◆ **ACTION ITEM**
Could you copy every line in the listing below that has the word "drop"?

◆ **MATERIAL PROVIDED**
↓↓↓

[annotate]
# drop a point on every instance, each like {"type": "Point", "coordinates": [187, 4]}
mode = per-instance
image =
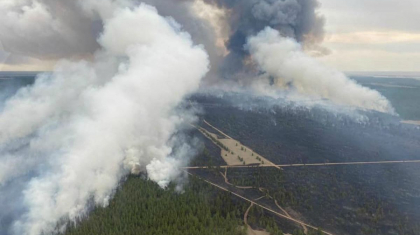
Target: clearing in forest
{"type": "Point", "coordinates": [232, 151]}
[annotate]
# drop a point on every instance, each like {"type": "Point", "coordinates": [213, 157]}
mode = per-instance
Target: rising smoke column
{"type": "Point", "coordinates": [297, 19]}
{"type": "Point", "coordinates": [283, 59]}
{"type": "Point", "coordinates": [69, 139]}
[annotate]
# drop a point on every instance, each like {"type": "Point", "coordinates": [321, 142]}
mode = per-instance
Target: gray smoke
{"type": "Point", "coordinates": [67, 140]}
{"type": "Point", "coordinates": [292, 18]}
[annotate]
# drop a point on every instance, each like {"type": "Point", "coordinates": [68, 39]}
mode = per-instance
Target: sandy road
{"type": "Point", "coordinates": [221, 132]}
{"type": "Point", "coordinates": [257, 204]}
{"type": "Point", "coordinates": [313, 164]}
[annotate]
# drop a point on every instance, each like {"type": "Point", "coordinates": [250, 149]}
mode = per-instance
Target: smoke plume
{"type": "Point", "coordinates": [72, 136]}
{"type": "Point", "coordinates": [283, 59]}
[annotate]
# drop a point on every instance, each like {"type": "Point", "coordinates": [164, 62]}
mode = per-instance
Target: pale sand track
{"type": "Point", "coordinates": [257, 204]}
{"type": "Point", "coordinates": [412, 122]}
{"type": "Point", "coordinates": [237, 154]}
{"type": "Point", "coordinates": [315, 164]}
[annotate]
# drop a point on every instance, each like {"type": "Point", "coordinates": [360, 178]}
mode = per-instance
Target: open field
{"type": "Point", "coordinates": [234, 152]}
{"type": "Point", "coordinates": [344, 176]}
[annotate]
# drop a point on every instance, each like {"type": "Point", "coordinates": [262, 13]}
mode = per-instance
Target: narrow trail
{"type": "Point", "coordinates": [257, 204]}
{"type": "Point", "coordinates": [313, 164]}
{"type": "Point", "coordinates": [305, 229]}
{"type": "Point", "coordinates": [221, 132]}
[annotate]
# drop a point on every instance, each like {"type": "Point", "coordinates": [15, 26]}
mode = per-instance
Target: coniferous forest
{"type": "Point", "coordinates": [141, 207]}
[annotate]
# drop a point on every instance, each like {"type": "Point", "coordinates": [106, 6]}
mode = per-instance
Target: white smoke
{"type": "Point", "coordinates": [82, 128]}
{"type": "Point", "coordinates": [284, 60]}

↑↑↑
↓↓↓

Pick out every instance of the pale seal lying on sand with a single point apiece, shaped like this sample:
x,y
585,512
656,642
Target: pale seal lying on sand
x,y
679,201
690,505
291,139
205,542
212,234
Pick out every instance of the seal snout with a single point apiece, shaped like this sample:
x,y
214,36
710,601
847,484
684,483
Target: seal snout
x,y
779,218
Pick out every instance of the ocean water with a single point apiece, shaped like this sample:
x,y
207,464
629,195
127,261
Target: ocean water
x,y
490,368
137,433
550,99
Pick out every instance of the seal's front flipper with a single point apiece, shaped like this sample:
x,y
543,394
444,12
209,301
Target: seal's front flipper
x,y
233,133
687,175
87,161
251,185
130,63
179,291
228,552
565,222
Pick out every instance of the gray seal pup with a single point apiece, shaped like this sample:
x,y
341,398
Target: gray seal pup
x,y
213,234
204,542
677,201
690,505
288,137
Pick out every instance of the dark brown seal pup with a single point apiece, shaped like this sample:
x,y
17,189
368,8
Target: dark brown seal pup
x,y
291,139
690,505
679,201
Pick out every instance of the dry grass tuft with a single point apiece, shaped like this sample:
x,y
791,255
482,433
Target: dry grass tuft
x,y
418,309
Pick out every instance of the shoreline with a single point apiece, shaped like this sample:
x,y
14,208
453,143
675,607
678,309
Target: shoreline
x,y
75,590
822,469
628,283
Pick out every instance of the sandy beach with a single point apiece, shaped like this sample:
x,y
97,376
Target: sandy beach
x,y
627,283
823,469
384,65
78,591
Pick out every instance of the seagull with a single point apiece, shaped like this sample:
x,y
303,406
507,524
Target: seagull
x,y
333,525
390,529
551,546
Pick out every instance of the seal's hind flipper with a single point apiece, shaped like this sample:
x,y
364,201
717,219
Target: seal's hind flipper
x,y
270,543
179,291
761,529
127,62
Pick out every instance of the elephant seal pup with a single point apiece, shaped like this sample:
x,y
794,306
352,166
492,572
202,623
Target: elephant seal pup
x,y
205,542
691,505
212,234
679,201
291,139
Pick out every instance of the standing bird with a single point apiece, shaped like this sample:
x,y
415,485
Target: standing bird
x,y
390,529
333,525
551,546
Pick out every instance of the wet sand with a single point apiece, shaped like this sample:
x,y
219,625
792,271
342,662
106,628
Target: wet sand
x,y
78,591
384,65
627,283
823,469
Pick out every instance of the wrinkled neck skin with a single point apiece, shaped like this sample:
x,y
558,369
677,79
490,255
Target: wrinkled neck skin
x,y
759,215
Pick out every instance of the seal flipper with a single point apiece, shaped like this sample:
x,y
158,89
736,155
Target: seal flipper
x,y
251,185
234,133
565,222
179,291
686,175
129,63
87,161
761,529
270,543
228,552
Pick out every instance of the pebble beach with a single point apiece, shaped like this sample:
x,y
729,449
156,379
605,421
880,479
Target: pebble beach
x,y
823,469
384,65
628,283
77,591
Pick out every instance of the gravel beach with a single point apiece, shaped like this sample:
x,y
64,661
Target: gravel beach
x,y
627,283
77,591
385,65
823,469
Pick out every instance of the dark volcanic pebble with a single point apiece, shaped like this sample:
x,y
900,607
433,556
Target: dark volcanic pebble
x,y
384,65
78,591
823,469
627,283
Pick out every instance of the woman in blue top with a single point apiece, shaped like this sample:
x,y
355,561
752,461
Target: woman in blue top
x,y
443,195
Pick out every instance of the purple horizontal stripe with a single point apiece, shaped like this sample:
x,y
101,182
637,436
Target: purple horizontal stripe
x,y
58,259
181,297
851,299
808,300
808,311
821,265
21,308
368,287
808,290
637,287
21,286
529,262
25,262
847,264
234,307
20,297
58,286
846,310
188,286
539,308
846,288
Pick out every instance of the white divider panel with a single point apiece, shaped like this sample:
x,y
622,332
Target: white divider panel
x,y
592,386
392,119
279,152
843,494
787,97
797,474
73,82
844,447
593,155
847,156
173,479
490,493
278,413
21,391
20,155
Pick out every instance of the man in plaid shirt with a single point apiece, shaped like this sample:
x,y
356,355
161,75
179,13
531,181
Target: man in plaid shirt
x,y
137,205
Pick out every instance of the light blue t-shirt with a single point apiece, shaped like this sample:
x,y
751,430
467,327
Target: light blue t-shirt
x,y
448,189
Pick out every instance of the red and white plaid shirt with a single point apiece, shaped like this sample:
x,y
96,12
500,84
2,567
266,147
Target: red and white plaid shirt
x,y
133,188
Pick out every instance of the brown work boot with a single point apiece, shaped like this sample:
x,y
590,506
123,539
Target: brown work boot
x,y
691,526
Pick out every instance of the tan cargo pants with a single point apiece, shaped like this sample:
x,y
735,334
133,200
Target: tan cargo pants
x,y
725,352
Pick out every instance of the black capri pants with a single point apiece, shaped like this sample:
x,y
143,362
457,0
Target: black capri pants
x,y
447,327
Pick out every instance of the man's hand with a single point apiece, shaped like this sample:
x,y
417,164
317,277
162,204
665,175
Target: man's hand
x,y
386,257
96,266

↑↑↑

◆ **EXPECTED ANSWER**
# drop a point on every instance, each like {"type": "Point", "coordinates": [187, 4]}
# drop a point on every instance, each like {"type": "Point", "coordinates": [213, 157]}
# drop a point on every instance, each like {"type": "Point", "coordinates": [321, 142]}
# drop a point on every instance, each like {"type": "Point", "coordinates": [68, 39]}
# drop a point on every instance, each like {"type": "Point", "coordinates": [250, 149]}
# drop a point on every instance, each like {"type": "Point", "coordinates": [164, 62]}
# drop a point on every instance, each like {"type": "Point", "coordinates": [360, 178]}
# drop a point on every instance, each like {"type": "Point", "coordinates": [262, 13]}
# drop a point on every instance, each like {"type": "Point", "coordinates": [15, 26]}
# drop a point on every instance, each like {"type": "Point", "coordinates": [106, 6]}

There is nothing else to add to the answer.